Your task – All records need to be reproduced exactly. Keep every word as it is.
Excerpted data Start Marker
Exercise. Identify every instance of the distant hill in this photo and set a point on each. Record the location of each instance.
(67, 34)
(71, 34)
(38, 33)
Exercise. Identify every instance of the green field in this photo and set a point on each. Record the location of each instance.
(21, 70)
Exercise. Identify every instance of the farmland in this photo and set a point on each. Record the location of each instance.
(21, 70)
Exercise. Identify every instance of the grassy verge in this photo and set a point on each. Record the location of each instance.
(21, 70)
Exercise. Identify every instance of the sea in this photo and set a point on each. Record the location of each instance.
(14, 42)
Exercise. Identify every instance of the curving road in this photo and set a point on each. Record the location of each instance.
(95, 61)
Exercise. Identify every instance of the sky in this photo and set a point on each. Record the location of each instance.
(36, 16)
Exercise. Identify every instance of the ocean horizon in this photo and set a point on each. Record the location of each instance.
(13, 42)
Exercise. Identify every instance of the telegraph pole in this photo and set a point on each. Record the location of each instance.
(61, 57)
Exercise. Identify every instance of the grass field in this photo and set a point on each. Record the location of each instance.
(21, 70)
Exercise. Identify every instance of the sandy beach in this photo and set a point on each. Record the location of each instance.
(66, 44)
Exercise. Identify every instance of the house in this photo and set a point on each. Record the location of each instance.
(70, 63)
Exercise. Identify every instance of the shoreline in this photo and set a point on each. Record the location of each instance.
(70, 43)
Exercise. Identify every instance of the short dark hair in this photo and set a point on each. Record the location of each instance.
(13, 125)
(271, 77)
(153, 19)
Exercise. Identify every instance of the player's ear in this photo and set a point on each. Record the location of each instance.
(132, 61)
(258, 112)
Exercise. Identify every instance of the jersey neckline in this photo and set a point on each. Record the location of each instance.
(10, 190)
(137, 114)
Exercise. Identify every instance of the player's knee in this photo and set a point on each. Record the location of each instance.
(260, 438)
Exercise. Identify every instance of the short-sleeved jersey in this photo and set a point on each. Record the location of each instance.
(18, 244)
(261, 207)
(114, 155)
Excerpted data End Marker
Answer space –
Exercise. Identify every instance of the distant hill in this photo and set a point on each. Record the location of each instance.
(67, 34)
(71, 34)
(38, 33)
Exercise. Identify every instance of the green field in this photo and set a point on each. Record the location of each instance.
(21, 70)
Exercise. Identify every instance of the farmland in this photo and set a point on each. Record the location of each instance.
(21, 70)
Exercise. Identify every instance of the grassy verge in this photo and set a point on each. Record the location of each instance.
(21, 70)
Exercise. Identify every instance of the sea in this photo and set a point on each. Record the location of each instance.
(14, 42)
Exercise. Identify every instance of the curving road in this photo and set a point on each. Record the location of each instance.
(95, 61)
Exercise. Identify every instance of the sky in this photo and set a point on each. Record the location of each instance.
(36, 16)
Exercise. Identify every instance of the ocean horizon in this photo and set a point on each. Record the location of each instance.
(13, 42)
Exercise. Identify every instance of the telegraph pole in this photo and set a point on each. Record the location of each instance.
(61, 57)
Exercise. Identify every instance of the grass field in this photo and set a point on each. Record the location of each instance.
(21, 70)
Exercise. Identify every instance of the sandy beach in this photo and set a point on each. Record the location of each instance.
(66, 44)
Exercise. Identify every instance of the house in this photo and set a point on each. Record the location of each instance.
(70, 63)
Exercise. Identify every instance of the shoreline in this photo and set a point on each. Record the location of each instance.
(70, 43)
Exercise. Identify every instance of the short dark hair in this photo and set a point on each. Record the location of each instance.
(13, 125)
(271, 77)
(153, 19)
Exercise. Identify every instance of the player's ear in this photo and set a point on each. Record the location of each instance.
(132, 61)
(258, 112)
Exercise. Identify every instance of the jersey neckline in this photo and set a point on each. Record the location of each instance.
(10, 190)
(137, 114)
Exercise. Identify every instance of the player's knee in this photo and set a point on each. Record the location of each instance.
(260, 438)
Exercise. Identify every instance of the short-sleeved jersey in this photo and set a point on each. Record the location of each instance.
(18, 244)
(261, 207)
(114, 155)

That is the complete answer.